[Natural-language object grounding data]
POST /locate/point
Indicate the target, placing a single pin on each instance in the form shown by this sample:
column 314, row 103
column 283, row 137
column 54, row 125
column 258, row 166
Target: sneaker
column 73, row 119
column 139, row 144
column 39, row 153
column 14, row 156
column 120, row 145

## WHAT NEEDS TO BE DONE
Transcribe the data exactly.

## WRITTEN RESPONSE
POST /locate/point
Indicate the target, placing a single pin on each instance in the form shown by this sample:
column 314, row 103
column 283, row 137
column 54, row 125
column 258, row 166
Target: sneaker
column 73, row 119
column 139, row 144
column 39, row 153
column 14, row 156
column 120, row 145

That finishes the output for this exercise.